## Image entries for named regions
════════

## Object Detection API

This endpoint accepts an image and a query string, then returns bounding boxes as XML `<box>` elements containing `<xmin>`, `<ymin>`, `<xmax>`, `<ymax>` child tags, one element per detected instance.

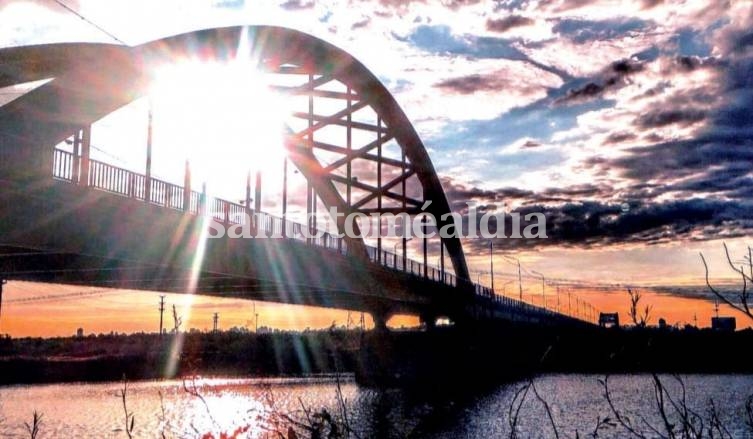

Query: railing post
<box><xmin>198</xmin><ymin>182</ymin><xmax>207</xmax><ymax>215</ymax></box>
<box><xmin>144</xmin><ymin>100</ymin><xmax>152</xmax><ymax>203</ymax></box>
<box><xmin>254</xmin><ymin>170</ymin><xmax>261</xmax><ymax>229</ymax></box>
<box><xmin>128</xmin><ymin>172</ymin><xmax>136</xmax><ymax>198</ymax></box>
<box><xmin>71</xmin><ymin>130</ymin><xmax>81</xmax><ymax>184</ymax></box>
<box><xmin>183</xmin><ymin>160</ymin><xmax>191</xmax><ymax>212</ymax></box>
<box><xmin>421</xmin><ymin>215</ymin><xmax>429</xmax><ymax>277</ymax></box>
<box><xmin>79</xmin><ymin>125</ymin><xmax>92</xmax><ymax>186</ymax></box>
<box><xmin>244</xmin><ymin>169</ymin><xmax>254</xmax><ymax>226</ymax></box>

════════

## TASK
Update the data above by replacing "railing post" with "baluster" and keeping everything else the same. Leave the pictures out of your answer.

## COMPLETE OUTPUT
## Object Detection API

This endpoint accepts an image and a query string, then returns bounding boxes as XML `<box>` elements containing `<xmin>`, `<ymin>`, `<xmax>`, `<ymax>` child tags, one element per detected instance.


Query: baluster
<box><xmin>198</xmin><ymin>182</ymin><xmax>207</xmax><ymax>215</ymax></box>
<box><xmin>144</xmin><ymin>100</ymin><xmax>152</xmax><ymax>203</ymax></box>
<box><xmin>254</xmin><ymin>170</ymin><xmax>261</xmax><ymax>229</ymax></box>
<box><xmin>128</xmin><ymin>172</ymin><xmax>136</xmax><ymax>198</ymax></box>
<box><xmin>71</xmin><ymin>130</ymin><xmax>81</xmax><ymax>184</ymax></box>
<box><xmin>183</xmin><ymin>160</ymin><xmax>191</xmax><ymax>212</ymax></box>
<box><xmin>421</xmin><ymin>215</ymin><xmax>429</xmax><ymax>277</ymax></box>
<box><xmin>79</xmin><ymin>125</ymin><xmax>92</xmax><ymax>186</ymax></box>
<box><xmin>244</xmin><ymin>169</ymin><xmax>254</xmax><ymax>226</ymax></box>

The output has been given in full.